▶ **Exercise brief**:
Could you lay out the lines below as a Markdown table with a Row column for the row number and a Line column for the text, skipping any blank lines?

———

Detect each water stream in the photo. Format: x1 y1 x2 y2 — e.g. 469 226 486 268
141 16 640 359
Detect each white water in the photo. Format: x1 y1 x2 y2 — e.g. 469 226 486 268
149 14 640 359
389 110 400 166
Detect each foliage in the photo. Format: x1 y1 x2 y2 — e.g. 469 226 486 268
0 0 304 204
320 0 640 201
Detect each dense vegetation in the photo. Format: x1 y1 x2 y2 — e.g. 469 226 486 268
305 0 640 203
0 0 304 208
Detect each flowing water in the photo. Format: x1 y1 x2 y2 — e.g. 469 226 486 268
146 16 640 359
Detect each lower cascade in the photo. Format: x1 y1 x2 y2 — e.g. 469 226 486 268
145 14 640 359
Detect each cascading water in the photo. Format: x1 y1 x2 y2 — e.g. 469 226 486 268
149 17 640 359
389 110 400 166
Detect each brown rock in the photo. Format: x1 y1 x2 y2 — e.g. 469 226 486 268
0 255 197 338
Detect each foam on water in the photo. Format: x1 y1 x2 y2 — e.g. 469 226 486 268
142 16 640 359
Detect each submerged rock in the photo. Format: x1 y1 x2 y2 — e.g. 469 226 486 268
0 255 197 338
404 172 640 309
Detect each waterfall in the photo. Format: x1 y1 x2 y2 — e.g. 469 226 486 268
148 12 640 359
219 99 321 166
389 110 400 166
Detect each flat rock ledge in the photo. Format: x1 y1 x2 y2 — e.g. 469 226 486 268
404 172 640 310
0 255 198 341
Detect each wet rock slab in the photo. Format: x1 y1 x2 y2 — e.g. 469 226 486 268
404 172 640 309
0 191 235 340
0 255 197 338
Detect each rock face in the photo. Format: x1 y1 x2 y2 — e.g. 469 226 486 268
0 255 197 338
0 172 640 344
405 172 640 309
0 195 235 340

———

▶ **Result**:
| Row | Line |
|---|---|
| 1 | Detect each water stream in the photo. Format: x1 y1 x2 y2 — e.g. 469 226 486 268 |
| 2 | 141 16 640 359 |
| 3 | Detect each white water in the photo. Format: x1 y1 x2 y2 — e.g. 469 226 486 268 |
| 4 | 149 14 640 359 |
| 5 | 389 110 400 166 |
| 6 | Detect each foliage in the photo. Format: x1 y1 x2 y2 — e.g. 469 226 486 268 |
| 7 | 0 0 304 204 |
| 8 | 320 0 640 201 |
| 9 | Detect each dense vegetation in the photo. Format: x1 y1 x2 y2 — e.g. 469 226 486 268 |
| 10 | 305 0 640 203 |
| 11 | 0 0 304 208 |
| 12 | Detect each flowing water in the photo. Format: x1 y1 x2 y2 — e.g. 469 226 486 268 |
| 13 | 146 16 640 359 |
| 14 | Detect each lower cascade in the photo. Format: x1 y1 x2 y2 — e.g. 469 226 486 268 |
| 15 | 145 14 640 359 |
| 16 | Detect each cascading water in the photo. Format: x1 y1 x2 y2 — e.g. 469 226 486 268 |
| 17 | 149 17 640 359 |
| 18 | 389 110 400 166 |
| 19 | Detect each brown rock in the photo. Format: x1 y1 x2 y2 — e.g. 469 226 486 268 |
| 20 | 0 255 197 338 |
| 21 | Detect each foam on water in the photo. Format: x1 y1 x2 y2 — e.g. 469 226 486 268 |
| 22 | 142 16 640 359 |
| 23 | Detect each submerged rock in the photo. Format: x1 y1 x2 y2 — e.g. 469 226 486 268 |
| 24 | 0 255 197 338 |
| 25 | 404 172 640 309 |
| 26 | Detect each waterfall in the photo. Format: x1 y1 x2 y2 — e.g. 469 226 486 268 |
| 27 | 148 12 640 359 |
| 28 | 219 99 321 166 |
| 29 | 389 110 400 166 |
| 30 | Detect each flat rock ledge in the photo. Format: x1 y1 x2 y2 — e.g. 469 226 486 268 |
| 31 | 404 172 640 310 |
| 32 | 0 255 198 341 |
| 33 | Detect each wet rock slab in the photo. Format: x1 y1 x2 y2 — e.g. 469 226 486 268 |
| 34 | 404 172 640 309 |
| 35 | 0 191 235 340 |
| 36 | 0 255 197 338 |
| 37 | Detect each rock face in the photo. Format: x1 y1 x2 y2 — e.g. 469 226 486 268 |
| 38 | 0 255 197 338 |
| 39 | 0 172 640 344 |
| 40 | 405 172 640 309 |
| 41 | 0 195 235 340 |